[Saved entries]

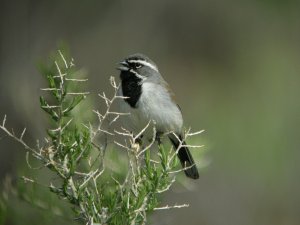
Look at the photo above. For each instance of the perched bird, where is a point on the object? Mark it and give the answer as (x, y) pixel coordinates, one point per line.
(149, 98)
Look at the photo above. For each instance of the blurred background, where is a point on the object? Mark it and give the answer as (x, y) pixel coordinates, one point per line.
(235, 69)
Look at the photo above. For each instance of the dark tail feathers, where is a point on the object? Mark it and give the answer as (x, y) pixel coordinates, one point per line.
(185, 158)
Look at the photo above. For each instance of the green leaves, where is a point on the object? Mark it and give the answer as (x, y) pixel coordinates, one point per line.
(118, 189)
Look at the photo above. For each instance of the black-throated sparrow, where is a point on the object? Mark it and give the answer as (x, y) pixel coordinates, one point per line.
(150, 98)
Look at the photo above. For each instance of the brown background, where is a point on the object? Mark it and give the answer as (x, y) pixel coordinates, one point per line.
(234, 66)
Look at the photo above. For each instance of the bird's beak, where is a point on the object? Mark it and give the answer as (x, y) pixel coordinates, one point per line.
(123, 66)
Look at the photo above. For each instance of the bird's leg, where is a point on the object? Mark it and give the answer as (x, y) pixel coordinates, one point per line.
(158, 138)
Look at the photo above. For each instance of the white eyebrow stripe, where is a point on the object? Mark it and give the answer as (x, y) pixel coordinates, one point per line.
(144, 63)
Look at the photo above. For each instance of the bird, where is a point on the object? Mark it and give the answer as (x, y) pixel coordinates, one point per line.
(148, 97)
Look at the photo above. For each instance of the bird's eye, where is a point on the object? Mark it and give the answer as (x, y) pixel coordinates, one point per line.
(137, 65)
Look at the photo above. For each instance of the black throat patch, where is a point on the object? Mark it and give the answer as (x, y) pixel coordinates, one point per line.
(131, 88)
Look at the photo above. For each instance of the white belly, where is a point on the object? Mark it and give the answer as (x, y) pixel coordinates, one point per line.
(155, 104)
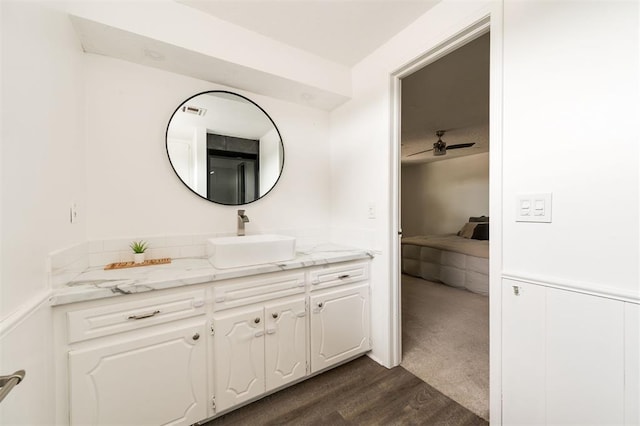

## WHAT YOU SHOULD DO
Write out the material above again with every occurrence of "photo" replaced by "image" and everything else unchanged. Leave the pictures out of your answer.

## RESULT
Look at the image above. For each instance of the perched bird, where is a point on the object? Mark it and give the answer as (x, y) pixel coordinates, one point per line.
(149, 98)
Look at the image above. For each instance of the blurred background, where is a point on the object? Mark it and give the answer as (x, y) pixel coordinates, one point per line.
(235, 69)
Look at the image above. For each instance of the dark tail feathers, where is a point on the object? Mark it and give the answer as (x, y) pixel coordinates, one point per line.
(185, 158)
Look at the image above. For each instance of the green leaves, where is a point on the object? Mark it and give the answer as (x, y) pixel coordinates, one point per line.
(118, 189)
Look at the image above. For each instance of the black-throated sparrow, where is a point on the object? Mark it and give the answer as (x, y) pixel coordinates, one point per line.
(150, 98)
Look at the image above. For each instance of the brown background, where is a point on the object? Mark it and give the answer as (x, y) pixel coordinates, one point per line.
(234, 66)
Look at the image above. For each instance of the bird's beak, where is a point on the object? Mark it and give the answer as (x, y) pixel coordinates, one point per line.
(123, 66)
Look at the image above. For each instance of the bird's leg, where is a point on the object? Mark it and give the answer as (x, y) pixel coordinates, one point per line.
(158, 138)
Look at the image above. For each instance of the white eyebrow stripe, where is a point on the object? Mark it and give the answer as (x, y) pixel coordinates, one point per line.
(144, 63)
Look at the image above. For each instance of the bird, where is a point on the object? Mark it and give the answer as (x, y) pixel coordinates, one point per line.
(148, 97)
Look at the image above. For each instance of the bird's eye, where is a point on the object? Mark it and give the answer as (x, y) pixel coordinates, one point per line.
(137, 65)
Look at the image above. For each instance of the black throat patch, where is a point on the object? Mark it and give the answer as (x, y) pixel coordinates, one point per line.
(131, 88)
Look at the image above. For each instance of the white belly, where is a point on the object? Mark it and give the answer as (x, y) pixel coordinates, one point per line.
(155, 104)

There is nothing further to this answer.